USING THE INFORMATION:
A – In the piece on Friday the 13th, reproduce the part from "If you follow" up to and including "visions and guidance.", swapping "sacred time" for "holy time" throughout.
B – Answer these from the piece on Friday the 13th:
(i) From what event and date did the Mayans calculate one of their calendar cycles?
(ii) How many days make up a "year" in the Mayan Calendar?
(iii) Which calendars were people subjected to around the time of the Roman conquest?

PASSAGE SHOWN:
........
Today is Friday the 13th, a day that lots of people associate
with ‘bad luck’. But did you ever stop to think why ’13’ is known as an
unlucky number?

We need to go back to a time when the Divine
Feminine was honoured through Earth-based ‘Mother Goddess’ religions, a
time when people followed a natural 13 moon Lunar Calendar, celebrated
the changing seasons of the Earth, and followed the movements of the
Cosmos.  The number 13 was also very important to the Mayans who
calculated one of their many calendar cycles from the Birth of Venus on
13 August 3114 BC (ooh spooky, today is 13 August!), with 13 x 144,
000 days taking us to the end of the cycle on 21 December 2012.  22
December 2012 starts a new cycle 13: 00:00, a cycle heralded by many as
The Return of the Divine Feminine, when Feminine energy will once
again be respected and honoured on this planet. 

If you follow the Mayan Calendar, you’ll notice a ‘year’ is made up of 13 x 20 days.

 In
the old days women would all menstruate in sync with the new moon,
entering their sacred time every 28 days, 13 times a year. To this day
women who spend a lot of time together find that their menstruation moon
cycles start synchronising to match each other.  Women, in the native
tradition, still today call their sacred time ‘moontime’. Women,
instead of saying ‘I have my period’, how would it feel to you to say
"I’m on my moon". Say it and see what it does to your cells. Instead of
feeling you are experiencing something burdensome, get in touch with
the specialness of it. It is the time when your intuition and
creativity is heightened. It is a time to go within, to rest, to
meditate and seek inner visions and guidance.

Around the time of
the Roman conquest, humanity were subjected to the man-made Julian and
then Gregorian calendars, which eventually took people out of sync
with natural time. At the same time, Earth-based ‘pagan’ religions were
vilified, and people who used natural herbs or healing abilities to
help others were labelled ‘witches’ and burned at the stake.  In their
pursuit of power, the Roman conquerors had to find a way to make that
which threatened their power ‘wrong’ or ‘bad’. Thus the Goddess and the
Creator were replaced by an angry, Churchy mad-made version of God,
healers and psychics were ridiculed or killed, and the number ’13’ was
cast a role of ‘unlucky’.  The Spanish did the same kind of thing to
the Mayans, whose holy books were burned, and holy priests killed.

I
read today that "Friday the 13th is traditionally a day when the
ancients would take the day off to make love in honour of Freya’s Day
(the Norse Venus) & the 13 moons of the lunar calendar. It was the
Romans who ‘demonized’ this day to instill duty to the state rather
than one’s heart…. Be radical on this day: love yourself & those
around you to honour this time old tradition."

Today on Friday
the 13th, reclaim the power of the 13.  Reclaim your connection to the
natural cycles, to the cycles of the moon, the cycles of the earth and
the cycles of the cosmos. As you reconnect to the natural cycles, you
reconnect to your natural energy, to your authentic connection to your
higher self and Source Energy. You reconnect to your intuition and
innate inner sacred knowledge. Reclaim the power of the 13 today!
........
PROVIDED MATERIAL:

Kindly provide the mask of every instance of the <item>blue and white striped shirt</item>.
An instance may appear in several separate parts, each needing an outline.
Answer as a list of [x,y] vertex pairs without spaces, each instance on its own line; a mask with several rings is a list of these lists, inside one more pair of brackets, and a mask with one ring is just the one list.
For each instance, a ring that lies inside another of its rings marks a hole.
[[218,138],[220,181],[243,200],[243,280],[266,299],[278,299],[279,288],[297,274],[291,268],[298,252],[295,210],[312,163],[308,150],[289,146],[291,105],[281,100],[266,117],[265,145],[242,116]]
........
TASK-BY-TASK SOLUTIONS:
A –
If you follow the Mayan Calendar, you’ll notice a ‘year’ is made up of 13 x 20 days.

 In
the old days women would all menstruate in sync with the new moon,
entering their holy time every 28 days, 13 times a year. To this day
women who spend a lot of time together find that their menstruation moon
cycles start synchronising to match each other.  Women, in the native
tradition, still today call their holy time ‘moontime’. Women,
instead of saying ‘I have my period’, how would it feel to you to say
"I’m on my moon". Say it and see what it does to your cells. Instead of
feeling you are experiencing something burdensome, get in touch with
the specialness of it. It is the time when your intuition and
creativity is heightened. It is a time to go within, to rest, to
meditate and seek inner visions and guidance.

B –
(i) The Birth of Venus on 13 August 3114 BC.
(ii) 13 x 20 days.
(iii) The Julian calendar and then the Gregorian calendar.